#### [Given text]
______

5.2.       Analysis of Financial Performance

 

5.2.1.        Statement of Financial Performance

 

The original budget for the Department was R1.036 billion. After virements and shifting of funds, the total budget was R1.038 billion (See page 21 of the Annual Report). The Departmental revenue was R93.1 million amounting to the total revenue of R1.132 billion. This is an increase of six per cent from the previous year’s total revenue. The appropriation increased from R995.8 million in 2010/2011 financial year to R1.038 billion in 2011/2012 or by 4.3 per cent.

 

The current expenditure amounted to R589.8 million or 57.3 per cent of total expenditure. This is an increase of R61.6 million or 11.6 per cent from the R528.1 million in the previous financial year. The larger portion of current expenditure (61.8 per cent) went to compensation of employees. This was followed by Goods and Services at 37.7 per cent of the total current expenditure.

______

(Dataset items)

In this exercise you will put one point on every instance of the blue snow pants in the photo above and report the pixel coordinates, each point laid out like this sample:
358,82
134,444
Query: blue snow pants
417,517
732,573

______

#### [Exercise task 1]
According to the financial performance analysis, what share of current expenditure went to compensation of employees?
#### [Exercise task 2]
Resume the financial performance analysis after its final sentence, keeping its formal reporting style.

#### [Expected output 1]
61.8 percent of current expenditure went to compensation of employees.

#### [Expected output 2]
Expenditure on Transfers and Subsidies amounted to R420.8 million or 40.9 per cent of total expenditure. This amount was divided as follows:

·         Departmental Agencies and Accounts – R199.0 million

·         Public corporations and private enterprises – R220.3 million

·         Households – R1.5 million

 

Transfers to Departmental Agencies were divided as follows:

·         Council for Geoscience – R154.4 million

·         Mine Health and Safety Council – R5.3 million

·         South African Diamond and Precious Metals Regulator – R39.4 million

 

Transfers to Public Corporations/ Private Enterprises were divided as follows:

·         Mintek – R196.9 million

·         Industrial Development Corporation of South Africa – R23.3 million

 

Transfers to Households were divided as follows:

·         Leave Gratuity – R1.4 million

·         Household claims against State – R5 000

·         Donations and Gifts – R120 000.

 

Expenditure for Capital Assets amounted to R18.6 million or 1.8 per cent of total expenditure. Expenditure on Capital Assets was divided as follows:

 

·         Tangible Capital Assets – R17.9 million

·         Computer software – R630 000

Payment for Financial Assets amounted to R209 000, which was used to write off debts

 

The Department recorded a surplus of R102.7 million in the 2011/2012 financial year.

 

5.2.2.    Statement of Financial Position

 

The Department registered the total assets of R28.5 million and the total liabilities of R26.3 million resulting to the net assets of R2.1 million. There was a significant decrease in total assets, total liabilities and an increase in net assets of R29.7 million, 30.8 million and R1.8 million respectively. Net assets increased by 102.4 per cent between 2010/2011 and 2011/2012.

 

5.2.3.        Report of the Auditor-General

 

5.2.3.1. Audit Opinion

 

The Department of Mineral Resources received an unqualified audit opinion in the 2011/2012 financial year.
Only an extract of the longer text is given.